Text to read:
Sive Morten
Special Consultant to the FPA
- Messages
- 18,781
Monthly
The U.S. dollar recouped losses Friday as investors added to a well-worn pattern of borrowing greenbacks to buy higher-yielding currencies after solid U.S. jobs data left little chance the Federal Reserve would speed up monetary tightening. This follows Thursday's long-promised steps by the European Central Bank to boost the level of monetary stimulus into the euro zone economy, which, over time, puts pressure on investors to sell euros and buy higher-yielding currencies. "One central bank providing liquidity and another seeing data that is not going to change its mind on removing liquidity or the pace of normalization leads to an environment where risk is back on the table for the carry trade. That also benefits emerging market currencies," said Steven Englander, global head of G10 FX strategy at CitiFX in New York.
The euro gyrated after the data, initially selling off but then catapulting to a fresh, but brief, two-week high of $1.3677. Since then, it has settled back down 0.13 percent at $1.3641, just beneath the 200-day moving average.
The data, which showed the U.S. economy added 217,000 non-farm jobs against the Reuters consensus forecast of 218,000, brought employment to its pre-recession levels and indicated an economy that had snapped back from a harsh winter.
It may take until next week for the dust to settle on the ECB's moves, making good on hints that it would take strong action to both support the economy and, in passing, halt gains for the euro which have driven inflation below targets.

(Pointing dataset excerpts)
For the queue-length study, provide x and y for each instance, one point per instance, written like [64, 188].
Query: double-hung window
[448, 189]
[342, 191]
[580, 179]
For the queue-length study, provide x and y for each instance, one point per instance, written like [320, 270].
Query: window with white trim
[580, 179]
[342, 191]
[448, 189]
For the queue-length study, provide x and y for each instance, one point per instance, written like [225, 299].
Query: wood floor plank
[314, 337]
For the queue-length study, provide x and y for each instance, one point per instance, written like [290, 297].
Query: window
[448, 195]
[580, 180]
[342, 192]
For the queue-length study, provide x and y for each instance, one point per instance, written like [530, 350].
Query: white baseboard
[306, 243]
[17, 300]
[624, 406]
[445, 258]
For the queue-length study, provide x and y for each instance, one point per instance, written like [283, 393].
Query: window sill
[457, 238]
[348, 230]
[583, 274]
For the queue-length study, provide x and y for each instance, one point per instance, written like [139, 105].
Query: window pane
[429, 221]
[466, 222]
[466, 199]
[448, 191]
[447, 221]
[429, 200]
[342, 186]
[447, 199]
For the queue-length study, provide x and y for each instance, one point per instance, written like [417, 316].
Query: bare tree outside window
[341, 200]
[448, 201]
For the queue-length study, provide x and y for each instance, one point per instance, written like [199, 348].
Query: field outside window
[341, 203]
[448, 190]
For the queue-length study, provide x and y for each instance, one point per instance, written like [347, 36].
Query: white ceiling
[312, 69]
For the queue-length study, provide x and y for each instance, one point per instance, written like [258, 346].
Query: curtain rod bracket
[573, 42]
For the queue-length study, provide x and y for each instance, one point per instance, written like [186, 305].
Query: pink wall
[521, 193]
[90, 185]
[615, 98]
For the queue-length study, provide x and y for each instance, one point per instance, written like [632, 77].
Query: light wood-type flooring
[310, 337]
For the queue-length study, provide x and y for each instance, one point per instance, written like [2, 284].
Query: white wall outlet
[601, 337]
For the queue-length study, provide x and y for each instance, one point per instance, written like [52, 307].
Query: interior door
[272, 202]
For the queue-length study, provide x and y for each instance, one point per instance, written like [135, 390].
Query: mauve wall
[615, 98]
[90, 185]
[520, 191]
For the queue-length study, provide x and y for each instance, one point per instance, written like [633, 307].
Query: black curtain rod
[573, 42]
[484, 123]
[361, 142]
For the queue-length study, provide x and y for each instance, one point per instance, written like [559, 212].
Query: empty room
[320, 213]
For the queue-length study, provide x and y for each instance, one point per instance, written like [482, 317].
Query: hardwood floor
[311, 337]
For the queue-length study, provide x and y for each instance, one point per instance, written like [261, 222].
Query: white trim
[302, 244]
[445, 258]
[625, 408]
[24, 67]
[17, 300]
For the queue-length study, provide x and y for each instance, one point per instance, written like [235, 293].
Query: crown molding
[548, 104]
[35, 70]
==
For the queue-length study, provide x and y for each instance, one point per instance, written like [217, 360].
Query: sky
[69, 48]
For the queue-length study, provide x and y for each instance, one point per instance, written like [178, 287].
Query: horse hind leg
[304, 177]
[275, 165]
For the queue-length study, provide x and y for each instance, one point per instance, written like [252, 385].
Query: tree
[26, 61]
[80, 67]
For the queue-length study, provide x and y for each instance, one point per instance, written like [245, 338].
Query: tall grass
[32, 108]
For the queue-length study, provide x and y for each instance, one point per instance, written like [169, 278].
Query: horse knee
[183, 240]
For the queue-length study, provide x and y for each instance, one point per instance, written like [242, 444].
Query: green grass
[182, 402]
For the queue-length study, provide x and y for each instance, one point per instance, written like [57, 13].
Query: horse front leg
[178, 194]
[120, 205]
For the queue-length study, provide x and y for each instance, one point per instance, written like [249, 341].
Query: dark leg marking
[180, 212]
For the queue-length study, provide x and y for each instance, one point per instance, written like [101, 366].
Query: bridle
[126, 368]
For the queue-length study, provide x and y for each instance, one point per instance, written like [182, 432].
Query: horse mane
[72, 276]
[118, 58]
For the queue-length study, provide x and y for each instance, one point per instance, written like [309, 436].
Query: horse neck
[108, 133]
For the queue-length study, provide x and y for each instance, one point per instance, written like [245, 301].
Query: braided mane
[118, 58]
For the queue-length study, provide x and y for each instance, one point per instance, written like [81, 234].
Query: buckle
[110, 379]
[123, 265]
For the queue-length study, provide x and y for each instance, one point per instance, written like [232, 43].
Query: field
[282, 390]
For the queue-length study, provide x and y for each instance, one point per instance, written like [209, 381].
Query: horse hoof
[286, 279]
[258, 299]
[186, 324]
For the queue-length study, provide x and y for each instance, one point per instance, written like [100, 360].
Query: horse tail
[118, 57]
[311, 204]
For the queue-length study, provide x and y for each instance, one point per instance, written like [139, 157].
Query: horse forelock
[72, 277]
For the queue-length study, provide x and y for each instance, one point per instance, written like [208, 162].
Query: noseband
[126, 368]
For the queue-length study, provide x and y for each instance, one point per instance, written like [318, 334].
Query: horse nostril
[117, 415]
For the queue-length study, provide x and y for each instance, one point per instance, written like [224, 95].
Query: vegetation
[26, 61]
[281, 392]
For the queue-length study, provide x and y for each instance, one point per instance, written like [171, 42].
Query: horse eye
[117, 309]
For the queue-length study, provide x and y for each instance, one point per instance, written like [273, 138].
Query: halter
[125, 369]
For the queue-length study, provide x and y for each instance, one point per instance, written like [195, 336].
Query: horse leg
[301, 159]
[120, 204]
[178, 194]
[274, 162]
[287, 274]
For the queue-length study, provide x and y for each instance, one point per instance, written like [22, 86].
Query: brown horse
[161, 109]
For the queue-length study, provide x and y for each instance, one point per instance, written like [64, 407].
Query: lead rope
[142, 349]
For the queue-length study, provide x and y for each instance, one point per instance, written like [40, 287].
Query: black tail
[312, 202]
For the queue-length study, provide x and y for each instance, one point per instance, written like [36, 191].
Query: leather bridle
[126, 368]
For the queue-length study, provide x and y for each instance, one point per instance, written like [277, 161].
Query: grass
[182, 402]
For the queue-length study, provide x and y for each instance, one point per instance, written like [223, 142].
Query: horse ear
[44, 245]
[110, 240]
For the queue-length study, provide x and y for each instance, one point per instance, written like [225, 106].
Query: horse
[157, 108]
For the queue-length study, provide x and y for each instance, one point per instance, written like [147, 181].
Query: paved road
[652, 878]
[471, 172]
---
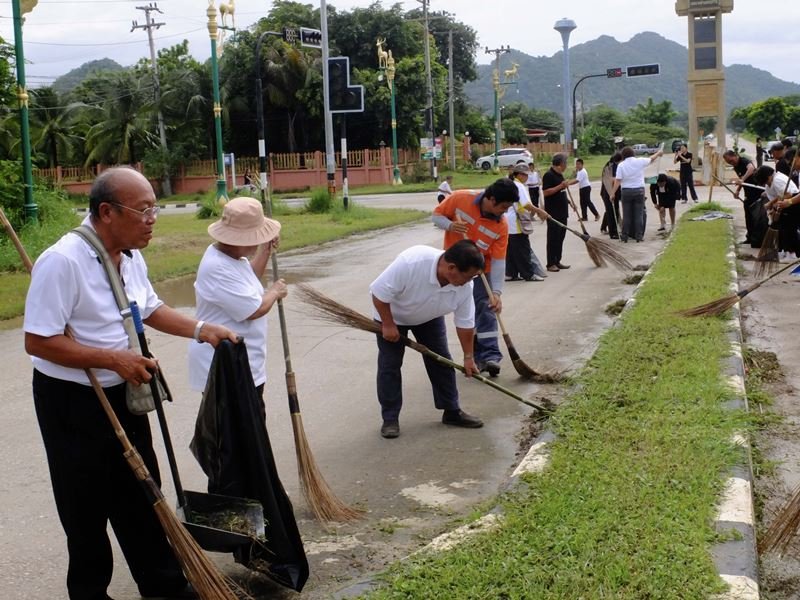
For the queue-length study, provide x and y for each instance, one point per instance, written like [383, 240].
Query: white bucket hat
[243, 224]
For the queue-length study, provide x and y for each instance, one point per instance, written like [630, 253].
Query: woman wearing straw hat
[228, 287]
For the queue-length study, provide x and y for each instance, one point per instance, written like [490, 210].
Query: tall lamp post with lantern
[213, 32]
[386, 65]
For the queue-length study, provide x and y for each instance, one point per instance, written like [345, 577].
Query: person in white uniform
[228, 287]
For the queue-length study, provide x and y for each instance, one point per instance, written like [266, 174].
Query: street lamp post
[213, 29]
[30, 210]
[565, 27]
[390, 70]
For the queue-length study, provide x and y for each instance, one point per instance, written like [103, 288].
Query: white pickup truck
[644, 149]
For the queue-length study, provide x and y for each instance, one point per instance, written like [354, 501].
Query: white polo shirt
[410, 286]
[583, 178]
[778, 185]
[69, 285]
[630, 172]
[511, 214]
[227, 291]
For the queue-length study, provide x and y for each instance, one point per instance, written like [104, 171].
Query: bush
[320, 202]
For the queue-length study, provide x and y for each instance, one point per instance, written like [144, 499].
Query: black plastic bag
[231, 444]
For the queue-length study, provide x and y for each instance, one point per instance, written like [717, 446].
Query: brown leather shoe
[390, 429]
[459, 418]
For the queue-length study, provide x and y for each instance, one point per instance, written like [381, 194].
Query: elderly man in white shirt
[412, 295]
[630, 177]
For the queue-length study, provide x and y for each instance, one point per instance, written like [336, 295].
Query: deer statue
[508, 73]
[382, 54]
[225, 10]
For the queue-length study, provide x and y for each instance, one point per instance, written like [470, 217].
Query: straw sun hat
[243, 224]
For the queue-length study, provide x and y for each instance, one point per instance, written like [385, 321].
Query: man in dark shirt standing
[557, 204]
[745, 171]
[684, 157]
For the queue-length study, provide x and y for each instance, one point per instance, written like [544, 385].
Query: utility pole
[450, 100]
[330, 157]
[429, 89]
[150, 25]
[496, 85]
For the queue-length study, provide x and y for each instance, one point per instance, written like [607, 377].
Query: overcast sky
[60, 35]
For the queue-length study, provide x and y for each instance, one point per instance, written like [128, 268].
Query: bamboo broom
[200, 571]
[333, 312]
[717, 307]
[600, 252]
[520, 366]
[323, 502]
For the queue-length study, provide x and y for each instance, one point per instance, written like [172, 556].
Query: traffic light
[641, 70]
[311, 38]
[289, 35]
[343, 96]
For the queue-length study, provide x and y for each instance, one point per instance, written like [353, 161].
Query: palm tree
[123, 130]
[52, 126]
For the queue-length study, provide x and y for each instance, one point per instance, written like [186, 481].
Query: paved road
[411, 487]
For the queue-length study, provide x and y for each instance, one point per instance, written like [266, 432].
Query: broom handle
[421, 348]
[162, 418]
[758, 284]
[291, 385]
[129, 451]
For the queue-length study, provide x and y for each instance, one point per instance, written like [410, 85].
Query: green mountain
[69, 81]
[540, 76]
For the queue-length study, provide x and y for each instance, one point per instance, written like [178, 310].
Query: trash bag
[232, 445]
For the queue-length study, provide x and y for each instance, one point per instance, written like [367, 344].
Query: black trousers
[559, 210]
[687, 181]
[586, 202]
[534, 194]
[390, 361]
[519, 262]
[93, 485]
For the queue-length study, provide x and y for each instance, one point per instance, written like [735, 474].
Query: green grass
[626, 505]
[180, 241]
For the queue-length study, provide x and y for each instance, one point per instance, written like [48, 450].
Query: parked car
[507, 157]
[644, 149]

Complete the following:
A: Answer these questions from the dollar report:
(i) What position does Steven Englander hold?
(ii) What brief two-week high did the euro reach?
(iii) How many non-farm jobs did the U.S. economy add, according to the data?
B: Reproduce everything in the dollar report from "The euro gyrated" down to "a harsh winter.".

Answers for the exercise:
A:
(i) Global head of G10 FX strategy at CitiFX in New York
(ii) $1.3677
(iii) 217,000

B:
The euro gyrated after the data, initially selling off but then catapulting to a fresh, but brief, two-week high of $1.3677. Since then, it has settled back down 0.13 percent at $1.3641, just beneath the 200-day moving average.
The data, which showed the U.S. economy added 217,000 non-farm jobs against the Reuters consensus forecast of 218,000, brought employment to its pre-recession levels and indicated an economy that had snapped back from a harsh winter.